• _What to produce_: Exact reproductions of all the entries, please, and no pictures.

──────── Task inputs ────────

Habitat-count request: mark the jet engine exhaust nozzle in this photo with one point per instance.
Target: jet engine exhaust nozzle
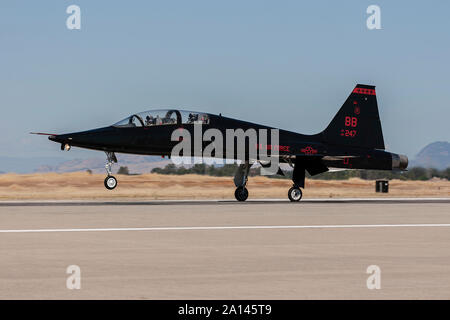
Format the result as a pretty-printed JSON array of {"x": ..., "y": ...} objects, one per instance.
[{"x": 399, "y": 161}]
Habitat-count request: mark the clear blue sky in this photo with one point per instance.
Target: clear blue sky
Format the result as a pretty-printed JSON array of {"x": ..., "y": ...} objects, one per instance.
[{"x": 283, "y": 63}]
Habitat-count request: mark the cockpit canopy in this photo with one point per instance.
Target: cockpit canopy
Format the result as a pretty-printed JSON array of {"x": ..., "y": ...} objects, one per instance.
[{"x": 163, "y": 117}]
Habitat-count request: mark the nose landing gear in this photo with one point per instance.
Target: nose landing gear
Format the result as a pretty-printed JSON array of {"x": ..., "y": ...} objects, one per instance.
[
  {"x": 110, "y": 181},
  {"x": 295, "y": 194},
  {"x": 241, "y": 193},
  {"x": 240, "y": 181}
]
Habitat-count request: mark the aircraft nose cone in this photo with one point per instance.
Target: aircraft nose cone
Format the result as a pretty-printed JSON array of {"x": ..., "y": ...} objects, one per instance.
[{"x": 91, "y": 138}]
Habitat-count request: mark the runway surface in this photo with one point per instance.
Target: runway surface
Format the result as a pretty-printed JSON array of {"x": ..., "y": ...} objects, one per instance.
[{"x": 318, "y": 249}]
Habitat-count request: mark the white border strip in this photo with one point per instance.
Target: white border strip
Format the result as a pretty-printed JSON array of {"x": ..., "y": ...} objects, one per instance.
[{"x": 344, "y": 226}]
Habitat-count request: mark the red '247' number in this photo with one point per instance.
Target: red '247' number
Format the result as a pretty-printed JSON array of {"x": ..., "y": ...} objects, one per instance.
[{"x": 351, "y": 121}]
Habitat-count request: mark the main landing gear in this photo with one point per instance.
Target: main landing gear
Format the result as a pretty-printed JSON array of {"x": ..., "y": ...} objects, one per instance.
[
  {"x": 240, "y": 181},
  {"x": 241, "y": 177},
  {"x": 110, "y": 180}
]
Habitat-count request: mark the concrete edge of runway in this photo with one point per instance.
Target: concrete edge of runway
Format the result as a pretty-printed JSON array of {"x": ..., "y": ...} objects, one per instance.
[{"x": 216, "y": 201}]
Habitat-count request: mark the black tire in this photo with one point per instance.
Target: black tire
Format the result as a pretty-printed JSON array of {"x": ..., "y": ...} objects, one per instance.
[
  {"x": 295, "y": 194},
  {"x": 110, "y": 182},
  {"x": 241, "y": 194}
]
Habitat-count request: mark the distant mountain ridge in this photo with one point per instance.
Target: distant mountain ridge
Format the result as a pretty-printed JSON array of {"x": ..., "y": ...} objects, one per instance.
[
  {"x": 135, "y": 164},
  {"x": 435, "y": 155}
]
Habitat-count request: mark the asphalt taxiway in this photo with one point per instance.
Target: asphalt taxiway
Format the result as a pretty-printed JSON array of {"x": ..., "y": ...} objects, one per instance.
[{"x": 270, "y": 249}]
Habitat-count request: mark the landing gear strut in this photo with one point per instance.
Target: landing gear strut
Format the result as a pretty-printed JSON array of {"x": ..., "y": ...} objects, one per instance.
[
  {"x": 240, "y": 181},
  {"x": 298, "y": 177},
  {"x": 110, "y": 181}
]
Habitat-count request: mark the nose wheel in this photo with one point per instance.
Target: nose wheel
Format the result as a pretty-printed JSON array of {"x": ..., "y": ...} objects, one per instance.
[
  {"x": 110, "y": 182},
  {"x": 295, "y": 194},
  {"x": 241, "y": 193}
]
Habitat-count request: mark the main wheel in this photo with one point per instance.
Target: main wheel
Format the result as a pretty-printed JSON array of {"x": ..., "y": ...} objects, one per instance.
[
  {"x": 241, "y": 194},
  {"x": 110, "y": 182},
  {"x": 295, "y": 194}
]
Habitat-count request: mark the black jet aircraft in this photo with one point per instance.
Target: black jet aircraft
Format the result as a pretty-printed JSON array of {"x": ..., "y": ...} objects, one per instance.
[{"x": 352, "y": 140}]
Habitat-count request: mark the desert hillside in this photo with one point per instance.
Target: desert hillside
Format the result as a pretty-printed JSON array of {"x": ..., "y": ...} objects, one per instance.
[{"x": 81, "y": 185}]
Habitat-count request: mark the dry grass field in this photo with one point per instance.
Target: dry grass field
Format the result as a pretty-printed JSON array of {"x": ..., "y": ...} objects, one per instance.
[{"x": 85, "y": 186}]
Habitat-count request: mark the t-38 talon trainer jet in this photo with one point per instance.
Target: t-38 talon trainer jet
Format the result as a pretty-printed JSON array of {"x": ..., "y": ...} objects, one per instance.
[{"x": 353, "y": 140}]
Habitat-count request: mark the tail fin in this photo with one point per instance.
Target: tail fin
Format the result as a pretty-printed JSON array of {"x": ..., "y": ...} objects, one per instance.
[{"x": 357, "y": 123}]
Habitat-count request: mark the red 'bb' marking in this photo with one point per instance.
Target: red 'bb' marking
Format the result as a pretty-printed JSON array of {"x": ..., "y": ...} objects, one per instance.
[{"x": 370, "y": 92}]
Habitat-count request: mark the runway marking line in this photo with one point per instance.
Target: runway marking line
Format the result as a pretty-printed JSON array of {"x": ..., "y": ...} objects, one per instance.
[{"x": 344, "y": 226}]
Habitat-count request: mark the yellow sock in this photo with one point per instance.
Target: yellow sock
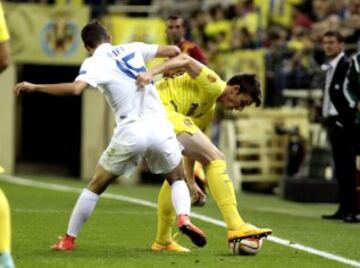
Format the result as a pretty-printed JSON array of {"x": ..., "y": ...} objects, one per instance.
[
  {"x": 222, "y": 190},
  {"x": 166, "y": 215},
  {"x": 4, "y": 223}
]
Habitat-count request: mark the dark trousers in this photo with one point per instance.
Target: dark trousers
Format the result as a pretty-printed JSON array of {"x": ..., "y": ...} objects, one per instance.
[{"x": 344, "y": 161}]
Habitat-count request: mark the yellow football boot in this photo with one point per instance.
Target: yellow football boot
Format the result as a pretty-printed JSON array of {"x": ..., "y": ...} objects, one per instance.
[
  {"x": 173, "y": 247},
  {"x": 248, "y": 230}
]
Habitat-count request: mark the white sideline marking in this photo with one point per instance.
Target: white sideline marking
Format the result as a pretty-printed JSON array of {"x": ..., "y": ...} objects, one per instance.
[{"x": 278, "y": 240}]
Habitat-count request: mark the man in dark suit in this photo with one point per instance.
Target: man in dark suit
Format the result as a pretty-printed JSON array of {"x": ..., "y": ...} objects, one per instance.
[{"x": 338, "y": 112}]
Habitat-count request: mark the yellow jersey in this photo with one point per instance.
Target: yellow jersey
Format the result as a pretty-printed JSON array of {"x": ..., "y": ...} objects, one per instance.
[
  {"x": 189, "y": 101},
  {"x": 4, "y": 34}
]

────────

• _Answer area_:
Habitat-count request: mark the jet engine exhaust nozzle in this photo with one point per instance.
Target: jet engine exhaust nozzle
Format the result as a pretty-printed JSON array of {"x": ..., "y": ...} objects, one per instance.
[{"x": 399, "y": 161}]
Habitat-count request: mark the clear blue sky in this photo with one point per instance.
Target: clear blue sky
Format the result as a pretty-printed JSON array of {"x": ..., "y": ...} objects, one per instance.
[{"x": 283, "y": 63}]
Habitat-count request: mark the cockpit canopy in this photo with one point per instance.
Target: cockpit canopy
Format the result as a pretty-printed JSON array of {"x": ..., "y": ...} objects, one per instance.
[{"x": 163, "y": 117}]
Habitat-count request: mark the nose landing gear in this photo with one point per instance.
Target: nose landing gear
Format the result as a pretty-printed JSON array of {"x": ..., "y": ...} objects, one per instance.
[
  {"x": 110, "y": 181},
  {"x": 295, "y": 194},
  {"x": 241, "y": 193},
  {"x": 240, "y": 181}
]
Habitat-count request: mark the aircraft nose cone in this photo with one point per instance.
Target: aircraft nose cone
Format the result as a pretty-printed JSON array of {"x": ..., "y": ...} objects, one per instance.
[{"x": 91, "y": 138}]
Habitat-count request: mark the runway surface in this photo with one point per instance.
Target: runway surface
Format the result as a pretty-printed JSON array of {"x": ..., "y": ...} objects, one per instance.
[{"x": 318, "y": 249}]
Habitat-count request: mark the white border strip in this photo with one point per instance.
Target: white border strip
Format the result as a pretty-printed JSON array of {"x": ..., "y": ...} objects, one per instance.
[{"x": 344, "y": 226}]
Habitat-count request: mark the red '247' number in this photo with one point per instance.
Target: red '247' number
Format the result as a pretty-printed JSON array of {"x": ..., "y": ...} objects, one per instance.
[{"x": 351, "y": 121}]
Habitat-count request: mark the main landing gear in this photo with one point per instance.
Target: main landing gear
Format the result as a pretty-printed JSON array of {"x": ..., "y": ...} objects, one per instance.
[
  {"x": 240, "y": 181},
  {"x": 241, "y": 177},
  {"x": 110, "y": 180}
]
Habitat-count request: mark the concrete edge of runway in this photo with one point per instance.
Target: concrete edge of runway
Format the result as a pretty-printed JSON array of {"x": ..., "y": ...} objects, one per instance.
[{"x": 216, "y": 201}]
Habitat-count request: mark the black tire in this photo with one point per instance.
Target: black tire
Format the result as a pretty-printed JSON array of {"x": ..., "y": ...} objects, one per instance.
[
  {"x": 295, "y": 194},
  {"x": 110, "y": 182},
  {"x": 241, "y": 194}
]
Habitat-count request: mark the distant mountain ridge in this photo with one point per instance.
Target: distant mountain ridge
Format the result as a pretty-printed JSON array of {"x": ..., "y": ...} objects, one per instance.
[
  {"x": 135, "y": 164},
  {"x": 435, "y": 155}
]
Habitat-count request: mark the asphalt taxiway in this photo with one point per instance.
Target: asphalt taxiway
Format the result as a pretty-printed JSON array of {"x": ..., "y": ...} objects, one per instance.
[{"x": 270, "y": 249}]
Habitat-count request: mark the landing gear strut in this photo with one point per instance.
Target: landing gear strut
Format the result as a pretty-printed JSON array of {"x": ..., "y": ...} objects, one per instance.
[
  {"x": 240, "y": 181},
  {"x": 298, "y": 177},
  {"x": 110, "y": 181}
]
Habitat-count request: mark the nose wheel in this photo with one point per instance.
Target: nose wheel
Format the result as a pretty-printed JSON array of {"x": ..., "y": ...} objects, one per instance.
[
  {"x": 110, "y": 182},
  {"x": 295, "y": 194},
  {"x": 241, "y": 193}
]
Habitat-count request: mark the main wheel in this photo with one point per instance.
Target: main wheel
Format the result as a pretty-printed JSON array of {"x": ..., "y": ...} objects, one per instance.
[
  {"x": 241, "y": 194},
  {"x": 110, "y": 182},
  {"x": 295, "y": 194}
]
Habitat-count request: mark the black jet aircraft in this photo with one point per instance.
Target: black jet aircraft
Format the result as a pretty-printed JSON array of {"x": ..., "y": ...} objects, one per instance.
[{"x": 352, "y": 140}]
Habitat-count request: mark the desert hillside in this photo with one point per instance.
Target: desert hillside
Format the result as a pretty-printed JSON array of {"x": ..., "y": ...} objects, one per instance.
[{"x": 81, "y": 185}]
Habitat-count request: mark the dry grass field in this photo with one point per instance.
Target: dry grass field
Format the result as a pretty-printed JSON array of {"x": ..., "y": ...} objects, one per instance.
[{"x": 85, "y": 186}]
Habitat-count request: mark the t-38 talon trainer jet in this photo with one point per instance.
Target: t-38 talon trainer jet
Format the result as a pretty-printed JSON array of {"x": ..., "y": ...} objects, one per instance.
[{"x": 353, "y": 140}]
Habitat-count request: mark the tail fin in this photo with one point per instance.
Target: tail fin
Format the result as a pretty-printed JSON array of {"x": ..., "y": ...} objects, one per instance.
[{"x": 357, "y": 123}]
Habitat-count request: mark the red 'bb' marking in this photo with one point per instance.
Target: red 'bb' marking
Format the result as a pretty-printed JSON array of {"x": ..., "y": ...} objects, one per instance.
[{"x": 370, "y": 92}]
Habitat-count request: mark the runway marking line in this photo with one point per instance.
Target: runway marking line
Format the result as a pretty-printed JSON array of {"x": ..., "y": ...} objects, one per instance.
[{"x": 344, "y": 226}]
Habitat-count request: mark the yellow sock in this photo with one point per instance.
Target: yellow sock
Format the result as a pretty-printed JSON array of {"x": ..., "y": ...} objects, one per instance.
[
  {"x": 222, "y": 190},
  {"x": 166, "y": 215},
  {"x": 4, "y": 223}
]
Habitat-count request: mark the dark trousers in this photo with one point per instance.
Target: dark trousers
Format the result as a pretty-printed JSON array of {"x": ..., "y": ...} objects, one per instance.
[{"x": 344, "y": 161}]
Habitat-count request: mark the yellow football boot in this photo with one point per instance.
Target: yellow football boot
Format the result as a pretty-printed JSON array of {"x": ..., "y": ...} objects, one per instance.
[
  {"x": 173, "y": 247},
  {"x": 248, "y": 230}
]
Habitat-count request: mark the white sideline marking in this photo with one point per instance.
Target: white sideline marking
Format the result as a pretty-printed JSON array of {"x": ..., "y": ...} objects, one per instance.
[{"x": 278, "y": 240}]
Habitat-count request: mark the man in dark suit in this photo with one point per instance.
Target: man in dark suit
Format the result as a pretty-printed JSON array of {"x": ..., "y": ...} objects, one per instance.
[{"x": 338, "y": 112}]
Habitat-count request: mark the yellow jersey in this photo with one point per instance.
Target: yellow jersey
Format the result as a pretty-printed JSON array of {"x": ..., "y": ...} objects, one per instance.
[
  {"x": 189, "y": 101},
  {"x": 4, "y": 34}
]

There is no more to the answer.